(Point-based annotation data)
- - -

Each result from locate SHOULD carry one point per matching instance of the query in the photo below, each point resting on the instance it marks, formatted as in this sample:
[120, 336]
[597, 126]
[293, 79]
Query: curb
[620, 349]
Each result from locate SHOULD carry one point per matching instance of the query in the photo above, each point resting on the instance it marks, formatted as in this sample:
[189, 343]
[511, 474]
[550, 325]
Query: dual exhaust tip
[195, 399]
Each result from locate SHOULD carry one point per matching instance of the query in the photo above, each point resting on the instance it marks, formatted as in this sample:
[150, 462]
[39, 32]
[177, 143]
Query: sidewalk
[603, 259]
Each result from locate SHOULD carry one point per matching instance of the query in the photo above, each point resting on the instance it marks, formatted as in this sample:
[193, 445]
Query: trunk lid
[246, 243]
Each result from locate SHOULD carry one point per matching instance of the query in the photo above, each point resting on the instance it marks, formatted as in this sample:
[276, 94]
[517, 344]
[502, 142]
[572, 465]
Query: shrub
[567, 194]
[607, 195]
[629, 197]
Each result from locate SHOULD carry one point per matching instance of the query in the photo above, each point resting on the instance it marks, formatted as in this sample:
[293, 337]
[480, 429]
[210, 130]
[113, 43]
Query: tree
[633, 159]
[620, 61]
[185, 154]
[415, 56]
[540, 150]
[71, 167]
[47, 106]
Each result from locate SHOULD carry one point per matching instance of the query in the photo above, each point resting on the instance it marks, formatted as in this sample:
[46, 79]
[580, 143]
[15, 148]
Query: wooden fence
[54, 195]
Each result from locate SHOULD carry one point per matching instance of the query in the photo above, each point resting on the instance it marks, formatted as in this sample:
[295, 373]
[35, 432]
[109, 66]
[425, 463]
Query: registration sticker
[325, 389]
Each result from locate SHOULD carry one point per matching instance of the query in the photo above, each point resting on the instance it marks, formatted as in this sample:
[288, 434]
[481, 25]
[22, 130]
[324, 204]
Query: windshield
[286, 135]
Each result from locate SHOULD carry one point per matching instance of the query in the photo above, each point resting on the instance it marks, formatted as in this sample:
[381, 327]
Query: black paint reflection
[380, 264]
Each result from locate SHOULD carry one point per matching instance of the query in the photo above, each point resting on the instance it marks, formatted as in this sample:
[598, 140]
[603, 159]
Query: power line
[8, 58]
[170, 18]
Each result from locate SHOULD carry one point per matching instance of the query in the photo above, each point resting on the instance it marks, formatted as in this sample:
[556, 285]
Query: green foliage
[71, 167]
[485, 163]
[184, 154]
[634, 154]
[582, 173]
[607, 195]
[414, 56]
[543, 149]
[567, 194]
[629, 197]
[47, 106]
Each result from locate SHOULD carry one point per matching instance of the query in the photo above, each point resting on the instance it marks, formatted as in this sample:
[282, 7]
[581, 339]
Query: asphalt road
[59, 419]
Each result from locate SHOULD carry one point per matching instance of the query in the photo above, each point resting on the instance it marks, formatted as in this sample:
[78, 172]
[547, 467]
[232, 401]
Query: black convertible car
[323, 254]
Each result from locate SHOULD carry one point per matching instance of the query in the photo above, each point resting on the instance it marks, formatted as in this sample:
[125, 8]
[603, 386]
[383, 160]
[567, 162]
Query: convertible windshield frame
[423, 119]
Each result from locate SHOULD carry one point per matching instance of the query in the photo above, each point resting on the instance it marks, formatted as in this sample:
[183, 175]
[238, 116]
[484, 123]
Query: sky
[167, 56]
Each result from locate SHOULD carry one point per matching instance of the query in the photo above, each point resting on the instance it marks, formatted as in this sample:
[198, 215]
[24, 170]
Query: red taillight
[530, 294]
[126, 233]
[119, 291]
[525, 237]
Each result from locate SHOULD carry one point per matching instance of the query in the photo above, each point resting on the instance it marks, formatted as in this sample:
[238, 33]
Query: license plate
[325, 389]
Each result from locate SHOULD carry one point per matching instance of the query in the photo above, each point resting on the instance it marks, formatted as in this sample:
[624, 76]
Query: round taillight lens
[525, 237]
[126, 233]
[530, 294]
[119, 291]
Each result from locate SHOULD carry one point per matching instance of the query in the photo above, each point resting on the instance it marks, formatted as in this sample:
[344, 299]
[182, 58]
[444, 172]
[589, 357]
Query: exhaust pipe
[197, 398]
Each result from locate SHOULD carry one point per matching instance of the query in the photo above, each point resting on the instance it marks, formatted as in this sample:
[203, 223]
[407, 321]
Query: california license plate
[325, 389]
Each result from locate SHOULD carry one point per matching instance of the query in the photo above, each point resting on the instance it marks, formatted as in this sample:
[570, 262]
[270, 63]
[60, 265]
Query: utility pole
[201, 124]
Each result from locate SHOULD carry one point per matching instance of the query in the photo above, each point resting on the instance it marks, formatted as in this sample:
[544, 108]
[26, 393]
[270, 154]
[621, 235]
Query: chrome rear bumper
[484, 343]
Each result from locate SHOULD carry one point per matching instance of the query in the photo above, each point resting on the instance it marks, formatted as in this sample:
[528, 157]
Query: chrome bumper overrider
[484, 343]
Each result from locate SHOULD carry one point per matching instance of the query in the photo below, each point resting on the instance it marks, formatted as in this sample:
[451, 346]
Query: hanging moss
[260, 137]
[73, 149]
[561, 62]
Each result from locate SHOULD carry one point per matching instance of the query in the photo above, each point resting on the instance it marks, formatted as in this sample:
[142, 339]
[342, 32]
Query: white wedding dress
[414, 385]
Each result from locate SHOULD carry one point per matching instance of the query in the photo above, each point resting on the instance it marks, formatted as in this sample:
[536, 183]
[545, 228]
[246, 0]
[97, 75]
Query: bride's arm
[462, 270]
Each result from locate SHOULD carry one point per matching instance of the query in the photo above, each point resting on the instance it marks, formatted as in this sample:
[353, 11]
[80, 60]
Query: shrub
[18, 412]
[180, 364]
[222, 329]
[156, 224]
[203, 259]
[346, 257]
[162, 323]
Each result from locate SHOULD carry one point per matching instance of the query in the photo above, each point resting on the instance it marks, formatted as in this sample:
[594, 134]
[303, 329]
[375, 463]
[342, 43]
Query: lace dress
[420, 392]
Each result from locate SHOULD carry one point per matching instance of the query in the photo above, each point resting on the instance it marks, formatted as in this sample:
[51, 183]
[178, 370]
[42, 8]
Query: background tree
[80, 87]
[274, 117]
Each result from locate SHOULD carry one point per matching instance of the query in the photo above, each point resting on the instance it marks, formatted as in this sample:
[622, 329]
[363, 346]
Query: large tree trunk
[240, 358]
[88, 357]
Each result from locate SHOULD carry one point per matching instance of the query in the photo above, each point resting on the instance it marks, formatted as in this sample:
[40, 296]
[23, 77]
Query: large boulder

- - -

_The exercise:_
Write the data out again in full and exactly.

_Complete response:_
Each result from locate SHOULD carry one point per matching instance of the query in the photo below, each point resting on the instance it marks, formatted as in this sample:
[120, 336]
[597, 126]
[293, 79]
Query: curb
[620, 349]
Each result from locate SHOULD carry one point per matching instance of the query in the photo above, each point resting on the instance it marks, formatted as in this sample:
[189, 343]
[511, 474]
[550, 325]
Query: dual exhaust tip
[195, 399]
Each result from locate SHOULD carry one point per matching instance of the query in the photo above, each point resting on the instance it marks, formatted as in this sample:
[150, 462]
[39, 32]
[177, 143]
Query: sidewalk
[603, 259]
Each result from locate SHOULD carry one point per matching instance of the query in the photo above, each point resting on the instance it marks, formatted as in this sample:
[193, 445]
Query: trunk lid
[246, 243]
Each result from locate SHOULD carry one point per matching instance of the query in the photo above, each point resting on the instance it marks, formatted as in this sample:
[276, 94]
[517, 344]
[502, 142]
[572, 465]
Query: shrub
[567, 194]
[607, 195]
[629, 197]
Each result from locate SHOULD carry one point per matching instance of the query in the photo above, each point resting on the instance it marks, formatted as in this sample:
[293, 337]
[480, 429]
[210, 130]
[113, 43]
Query: tree
[633, 159]
[620, 61]
[185, 154]
[415, 56]
[540, 150]
[71, 167]
[47, 106]
Each result from locate SHOULD carry one point per matching instance of the query in the photo above, each point resting on the instance it marks, formatted as in this sample:
[46, 79]
[580, 143]
[15, 148]
Query: wooden fence
[54, 195]
Each result from locate SHOULD carry one point per matching instance of the query in the photo above, each point resting on the instance it marks, formatted as in this sample:
[295, 373]
[35, 432]
[109, 66]
[425, 463]
Query: registration sticker
[325, 389]
Each result from locate SHOULD carry one point per matching instance of the query in the photo above, each point resting on the instance it marks, formatted as in this sample:
[288, 434]
[481, 25]
[22, 130]
[324, 204]
Query: windshield
[286, 135]
Each result from locate SHOULD carry one point per matching instance of the query in the photo above, each point resting on the instance it marks, formatted as in this sample:
[381, 327]
Query: black paint reflection
[380, 264]
Each result from locate SHOULD carry one point per matching instance of the query in the photo above, each point resting on the instance it marks, formatted as in this sample:
[598, 140]
[603, 159]
Query: power line
[8, 58]
[170, 18]
Each result from locate SHOULD carry one point per matching instance of the query in the photo above, each point resting on the instance it marks, formatted as in this sample:
[556, 285]
Query: green foliage
[71, 167]
[485, 163]
[184, 154]
[634, 154]
[582, 173]
[607, 195]
[414, 56]
[543, 149]
[567, 194]
[629, 197]
[47, 106]
Each result from locate SHOULD carry one point per matching instance of the query in the photo above, each point resting on the instance it marks, formatted as in this sample:
[282, 7]
[581, 339]
Query: asphalt road
[59, 419]
Each result from locate SHOULD carry one point per matching instance of the query in the photo above, each point resting on the instance it marks, formatted as in this sample:
[78, 172]
[547, 467]
[232, 401]
Query: black convertible car
[323, 254]
Each result from locate SHOULD carry one point per matching instance of the query in the photo above, each point resting on the instance it marks, formatted as in this sample:
[125, 8]
[603, 386]
[383, 160]
[567, 162]
Query: convertible windshield frame
[423, 119]
Each result from locate SHOULD carry one point per matching instance of the query in the photo above, each point resting on the instance it marks, formatted as in this sample:
[183, 175]
[238, 116]
[484, 123]
Query: sky
[167, 56]
Each result from locate SHOULD carry one point per matching instance of the query in the photo above, each point resting on the instance it marks, formatted as in this sample:
[198, 215]
[24, 170]
Query: red taillight
[530, 294]
[126, 233]
[119, 291]
[525, 237]
Each result from locate SHOULD carry one point per matching instance of the query in the photo above, each point resting on the instance it marks, formatted as in this sample:
[238, 33]
Query: license plate
[325, 389]
Each result from locate SHOULD carry one point per matching instance of the query in the photo above, each point resting on the instance it marks, formatted as in this sample:
[624, 76]
Query: round taillight lens
[525, 237]
[126, 233]
[530, 294]
[119, 291]
Each result from locate SHOULD carry one point per matching instance of the query in the photo above, each point resting on the instance it marks, formatted as in this sample:
[344, 299]
[182, 58]
[444, 172]
[589, 357]
Query: exhaust pipe
[197, 398]
Each result from locate SHOULD carry one point per matching instance of the query in the photo above, each point resting on the instance it marks, formatted as in this sample:
[203, 223]
[407, 321]
Query: california license plate
[325, 389]
Each result from locate SHOULD carry one point per matching instance of the query in the photo above, each point resting on the instance it marks, formatted as in this sample:
[570, 262]
[270, 63]
[60, 265]
Query: utility pole
[201, 124]
Each result from locate SHOULD carry one point per matching instance of the query in the photo above, each point resting on the instance it marks, formatted as in this sample:
[544, 108]
[26, 393]
[270, 154]
[621, 235]
Query: chrome rear bumper
[484, 343]
Each result from locate SHOULD carry one point per matching instance of the query in the photo above, each point resting on the instance it marks, formatted as in this sample:
[528, 157]
Query: chrome bumper overrider
[484, 343]
Each result from locate SHOULD carry one point per matching instance of the query in the photo below, each point resting on the instance it marks, formatted as in this sample:
[451, 346]
Query: hanging moss
[260, 137]
[73, 149]
[561, 62]
Each result from locate SHOULD carry one point per matching instance of the query in the photo above, each point resting on the instance it marks, formatted as in this sample:
[142, 339]
[342, 32]
Query: white wedding dress
[414, 385]
Each result from locate SHOULD carry one point per matching instance of the query in the photo above, each point resting on the instance it marks, formatted as in this sample:
[536, 183]
[545, 228]
[246, 0]
[97, 75]
Query: bride's arm
[462, 270]
Each result from locate SHOULD carry one point per matching instance of the query in the photo above, each point resting on the instance it marks, formatted as in this sample:
[353, 11]
[80, 60]
Query: shrub
[18, 412]
[180, 364]
[222, 329]
[156, 224]
[203, 259]
[346, 257]
[162, 323]
Each result from locate SHOULD carry one point per matching instance of the query in the photo above, each point resting on the instance it marks, formatted as in this sample:
[594, 134]
[303, 329]
[375, 463]
[342, 43]
Query: lace dress
[420, 392]
Each result from locate SHOULD carry one point per matching instance of the query in the photo above, each point resting on the instance it marks, formatted as in this sample:
[51, 183]
[178, 370]
[42, 8]
Query: background tree
[80, 87]
[274, 117]
Each result from locate SHOULD carry one point per matching instance of the query in the photo above, each point resting on the instance it marks, formatted as in this sample:
[622, 329]
[363, 346]
Query: large tree trunk
[240, 358]
[88, 357]
Each result from locate SHOULD carry one point per matching instance of the query in the photo above, each point resting on the instance it marks, formatted as in this sample:
[40, 296]
[23, 77]
Query: large boulder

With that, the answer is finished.